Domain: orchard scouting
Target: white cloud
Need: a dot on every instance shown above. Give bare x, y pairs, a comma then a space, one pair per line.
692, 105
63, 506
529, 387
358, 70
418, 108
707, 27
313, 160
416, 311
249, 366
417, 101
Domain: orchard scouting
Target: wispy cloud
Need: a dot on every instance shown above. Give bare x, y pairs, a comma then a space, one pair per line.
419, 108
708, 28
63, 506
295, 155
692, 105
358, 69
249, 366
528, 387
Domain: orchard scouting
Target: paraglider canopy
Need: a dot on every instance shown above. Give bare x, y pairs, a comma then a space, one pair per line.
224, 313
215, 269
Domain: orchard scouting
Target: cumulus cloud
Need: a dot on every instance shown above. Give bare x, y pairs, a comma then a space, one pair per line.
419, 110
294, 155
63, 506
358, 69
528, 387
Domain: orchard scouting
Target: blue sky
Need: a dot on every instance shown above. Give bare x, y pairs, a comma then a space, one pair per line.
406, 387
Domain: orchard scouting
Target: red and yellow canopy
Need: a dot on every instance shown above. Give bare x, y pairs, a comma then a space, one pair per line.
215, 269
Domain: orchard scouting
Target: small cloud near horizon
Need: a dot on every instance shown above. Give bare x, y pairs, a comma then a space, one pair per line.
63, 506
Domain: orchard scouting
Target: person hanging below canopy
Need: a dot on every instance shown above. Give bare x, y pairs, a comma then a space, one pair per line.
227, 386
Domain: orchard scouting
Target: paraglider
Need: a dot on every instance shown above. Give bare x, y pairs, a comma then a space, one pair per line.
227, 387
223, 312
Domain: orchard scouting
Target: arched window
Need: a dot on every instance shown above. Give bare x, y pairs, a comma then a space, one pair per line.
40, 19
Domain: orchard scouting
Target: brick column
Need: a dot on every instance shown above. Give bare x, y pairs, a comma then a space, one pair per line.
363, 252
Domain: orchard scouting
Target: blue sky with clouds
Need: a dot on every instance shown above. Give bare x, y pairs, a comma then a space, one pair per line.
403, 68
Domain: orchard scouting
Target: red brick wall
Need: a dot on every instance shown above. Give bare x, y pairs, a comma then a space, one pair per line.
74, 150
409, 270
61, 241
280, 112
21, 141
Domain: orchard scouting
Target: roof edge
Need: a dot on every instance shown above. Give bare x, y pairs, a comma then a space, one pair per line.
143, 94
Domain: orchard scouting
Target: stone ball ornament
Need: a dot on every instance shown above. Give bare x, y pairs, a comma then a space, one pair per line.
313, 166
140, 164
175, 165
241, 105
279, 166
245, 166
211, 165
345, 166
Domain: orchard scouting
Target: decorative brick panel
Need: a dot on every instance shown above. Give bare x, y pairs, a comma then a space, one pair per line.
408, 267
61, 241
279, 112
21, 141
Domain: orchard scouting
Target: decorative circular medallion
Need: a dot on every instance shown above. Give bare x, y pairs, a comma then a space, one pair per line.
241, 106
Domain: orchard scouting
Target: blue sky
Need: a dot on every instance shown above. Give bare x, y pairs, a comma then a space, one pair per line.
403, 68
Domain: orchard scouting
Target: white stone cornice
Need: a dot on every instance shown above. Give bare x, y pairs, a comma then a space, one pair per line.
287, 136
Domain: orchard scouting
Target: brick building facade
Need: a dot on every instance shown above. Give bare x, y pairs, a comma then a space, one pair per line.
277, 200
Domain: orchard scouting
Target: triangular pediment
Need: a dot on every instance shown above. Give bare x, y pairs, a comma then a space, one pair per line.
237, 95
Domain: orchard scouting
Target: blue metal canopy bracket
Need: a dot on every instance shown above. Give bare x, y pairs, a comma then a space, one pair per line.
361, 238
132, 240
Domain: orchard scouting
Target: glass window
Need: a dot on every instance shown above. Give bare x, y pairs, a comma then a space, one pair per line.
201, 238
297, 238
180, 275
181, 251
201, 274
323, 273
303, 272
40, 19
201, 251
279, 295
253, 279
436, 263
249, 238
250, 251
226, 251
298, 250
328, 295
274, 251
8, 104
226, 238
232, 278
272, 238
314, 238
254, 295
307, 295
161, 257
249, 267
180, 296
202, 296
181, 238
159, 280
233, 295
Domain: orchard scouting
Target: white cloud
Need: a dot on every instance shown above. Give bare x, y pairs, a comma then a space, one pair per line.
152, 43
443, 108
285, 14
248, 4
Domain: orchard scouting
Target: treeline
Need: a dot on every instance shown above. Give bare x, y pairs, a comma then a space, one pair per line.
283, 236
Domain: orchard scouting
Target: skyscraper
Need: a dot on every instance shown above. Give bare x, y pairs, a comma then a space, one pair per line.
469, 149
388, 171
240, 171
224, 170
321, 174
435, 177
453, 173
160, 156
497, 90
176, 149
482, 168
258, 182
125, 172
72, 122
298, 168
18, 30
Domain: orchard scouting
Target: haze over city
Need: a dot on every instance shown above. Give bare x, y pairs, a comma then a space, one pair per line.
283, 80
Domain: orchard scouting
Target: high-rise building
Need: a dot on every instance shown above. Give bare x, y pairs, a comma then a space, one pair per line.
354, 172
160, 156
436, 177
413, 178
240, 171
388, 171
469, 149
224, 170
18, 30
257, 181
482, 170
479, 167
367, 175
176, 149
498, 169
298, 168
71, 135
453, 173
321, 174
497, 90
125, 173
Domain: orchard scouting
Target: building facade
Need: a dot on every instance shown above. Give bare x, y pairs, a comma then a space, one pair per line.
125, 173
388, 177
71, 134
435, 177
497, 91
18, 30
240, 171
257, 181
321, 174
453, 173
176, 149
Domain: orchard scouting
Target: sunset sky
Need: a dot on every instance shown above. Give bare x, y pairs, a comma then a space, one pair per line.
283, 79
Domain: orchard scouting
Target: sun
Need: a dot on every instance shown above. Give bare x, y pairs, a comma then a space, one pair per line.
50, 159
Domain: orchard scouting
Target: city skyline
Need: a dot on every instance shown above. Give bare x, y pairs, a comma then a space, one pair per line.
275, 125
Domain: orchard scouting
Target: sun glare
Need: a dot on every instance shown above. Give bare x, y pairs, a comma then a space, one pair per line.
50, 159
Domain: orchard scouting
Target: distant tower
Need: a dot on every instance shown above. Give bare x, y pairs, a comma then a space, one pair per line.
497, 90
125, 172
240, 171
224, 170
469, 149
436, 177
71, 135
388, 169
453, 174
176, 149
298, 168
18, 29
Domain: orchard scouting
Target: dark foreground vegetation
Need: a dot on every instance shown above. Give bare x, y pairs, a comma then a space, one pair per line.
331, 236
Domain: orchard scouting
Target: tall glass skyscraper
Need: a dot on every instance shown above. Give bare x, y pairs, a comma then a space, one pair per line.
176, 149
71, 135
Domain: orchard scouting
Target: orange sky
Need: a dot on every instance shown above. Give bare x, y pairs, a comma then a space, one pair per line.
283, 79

+-------+

Keep every word intact and transcribe the records in full.

Domain: orchard scouting
Target: white cloud
Need: a dot on every instance shown above. Give bare x, y pairs, a comma then a space, one pair per line.
692, 105
63, 506
529, 387
358, 70
418, 108
707, 27
313, 160
416, 311
249, 366
417, 101
Domain: orchard scouting
Target: wispy cloud
Need: a dot on every instance shown above. Give bare x, y pairs, a comma then a space, one pair per line.
419, 108
708, 28
63, 506
295, 155
692, 105
358, 69
249, 366
528, 387
Domain: orchard scouting
Target: paraglider canopy
Need: a dot on every instance shown above. Give bare x, y pairs, a comma then a space, one pair per line.
224, 313
215, 269
Domain: orchard scouting
Target: cumulus cloud
Need: a dot on every instance shown above. Give bare x, y pairs, a comma then a space, one pair per line.
419, 110
294, 155
63, 506
358, 69
528, 387
Domain: orchard scouting
Target: blue sky
Need: a dot on every instance shown above. Give bare x, y pairs, a comma then a space, one pair per line.
406, 387
Domain: orchard scouting
Target: red and yellow canopy
Need: a dot on every instance shown above. Give bare x, y pairs, a comma then a space, one pair per line.
215, 269
Domain: orchard scouting
Target: small cloud near horizon
Need: a dot on every instance shown above. Give bare x, y pairs, a comma then a space, one pair per line.
63, 506
Domain: orchard scouting
Target: person hanging below canopy
Need: a dot on every instance shown above. Give bare x, y pairs, a comma then a space, one pair per line.
227, 386
Domain: orchard scouting
Target: paraglider
Need: a dot on every instance shown above. Give bare x, y pairs, a comma then a space, one pair per line.
227, 387
223, 312
Domain: orchard scouting
Target: arched window
Need: a dot on every instance shown above. Give bare x, y pairs, a comma then a space, one pair per line.
40, 19
Domain: orchard scouting
Target: brick column
Need: a dot on every instance shown above. Give bare x, y pairs, a comma then a space, one pair per line.
363, 252
Domain: orchard scouting
Target: blue sky with clouds
Need: a dot on every instance shown above. Give bare x, y pairs, a comma then a space, one pair per line.
403, 68
Domain: orchard scouting
Target: red brick wall
Need: a dot on every instance shown above. Give bare x, y pairs, a comma then a space, one pair per line.
74, 150
409, 270
61, 241
280, 112
21, 141
Domain: orchard scouting
Target: roof edge
Need: a dot on every instance shown above. Give bare x, y pairs, a comma then a space, one pair per line.
143, 94
Domain: orchard scouting
Target: stone ball ornament
Need: a dot on every instance shown above. Give bare x, y pairs, a comma then a space, one pair per line.
313, 166
140, 164
175, 165
241, 105
279, 166
245, 166
211, 165
345, 166
Domain: orchard scouting
Target: decorative brick panel
Need: a dot on every instance shown above. Give bare x, y pairs, a comma then a space, one pair per line.
408, 267
61, 241
279, 112
21, 141
Domain: orchard scouting
Target: decorative circular medallion
Need: a dot on every instance shown above. Give bare x, y pairs, a comma then a space, one pair per line.
241, 106
Domain: orchard scouting
Target: blue sky
Need: a dot on every instance shown above. Give bare x, y pairs, a comma then a space, one pair per line.
403, 68
Domain: orchard scouting
Target: white stone cornice
Need: a dot on every instance shown above. Give bare x, y pairs, a comma then a space, one pair per line.
287, 136
Domain: orchard scouting
Target: brick building facade
Need: a dot on every instance shown above. Give bare x, y pairs, a comma then a space, one pair per line.
277, 200
Domain: orchard scouting
Target: triangular pediment
Need: a dot on every instance shown above. Give bare x, y pairs, a comma then a space, one pair per line.
237, 95
Domain: orchard scouting
Target: blue metal canopy bracket
Need: a dot on every instance shown above. Give bare x, y pairs, a comma then a space, one pair per line.
361, 238
132, 240
Domain: orchard scouting
Target: glass window
Need: a dot on every instance shown above. Give bare x, y pairs, a comma then a space, one pair per line.
201, 238
297, 238
180, 275
181, 251
201, 274
323, 273
303, 272
40, 19
201, 251
279, 295
253, 279
436, 263
249, 238
250, 251
226, 251
298, 250
328, 295
274, 251
8, 104
226, 238
232, 278
272, 238
314, 238
254, 295
307, 295
161, 257
249, 267
180, 296
202, 296
181, 238
159, 280
233, 295
Domain: orchard scouting
Target: white cloud
Need: a dot on every instance shown above. Give bare x, y pairs, a comma then a space, one pair per line.
152, 43
443, 108
285, 14
248, 4
Domain: orchard scouting
Target: treeline
Need: a dot on every instance shown above. Give bare x, y pairs, a comma then a space, one pair per line.
283, 236
Domain: orchard scouting
Target: skyscraper
Need: a dot on every instance shown above. Give bare x, y pairs, a comma then a space, one pair per line.
469, 149
388, 171
240, 171
224, 170
321, 174
435, 177
453, 173
160, 156
497, 90
176, 149
482, 168
258, 182
125, 172
72, 122
298, 168
18, 30
Domain: orchard scouting
Target: haze over city
Need: a dot on every instance shown above. Give bare x, y pairs, a comma then a space, one pair per line.
283, 80
Domain: orchard scouting
Target: high-rise building
Need: a dot on every instance shown above. Give bare x, y pairs, a comma then a space, one pair per line.
354, 172
160, 156
436, 177
413, 178
240, 171
388, 171
469, 149
224, 170
18, 30
257, 181
482, 170
479, 167
367, 175
176, 149
498, 169
298, 168
71, 135
453, 173
321, 174
497, 90
125, 173
Domain: orchard scouting
Target: building facade
Need: a dot on every instance shown above. Give bare x, y pairs, a comma then a space, one pair per line.
125, 173
388, 177
71, 134
435, 177
497, 91
18, 30
240, 171
257, 181
321, 174
453, 173
176, 149
Domain: orchard scouting
Target: sunset sky
Need: a dot on every instance shown above. Give bare x, y pairs, a comma then a space, one pair per line.
283, 79
Domain: orchard scouting
Target: sun
Need: a dot on every instance shown above. Give bare x, y pairs, a comma then a space, one pair per line.
50, 159
Domain: orchard scouting
Target: city skyline
Need: a dot on every instance shown above. Give bare x, y pairs, a comma then a space, one pair per line.
275, 125
Domain: orchard scouting
Target: sun glare
Need: a dot on every instance shown above. Give bare x, y pairs, a comma then a space, one pair per line.
50, 159
Domain: orchard scouting
Target: distant tower
Need: a dot on every instance shown above. Give bare x, y pairs, a comma then a space, one pair per line.
497, 90
125, 172
240, 171
224, 170
469, 149
436, 177
71, 135
388, 169
453, 174
176, 149
298, 168
18, 29
Domain: orchard scouting
Target: dark foreground vegetation
Need: a dot on every instance shown above. Give bare x, y pairs, a comma then a space, one pair per line.
331, 236
Domain: orchard scouting
Target: tall glass skyscraper
Need: a dot on every instance shown above. Give bare x, y pairs, a comma then a space, one pair per line.
176, 149
71, 135
Domain: orchard scouting
Target: orange sky
Need: a dot on every instance shown above. Give bare x, y pairs, a comma then a space, one pair per line.
283, 79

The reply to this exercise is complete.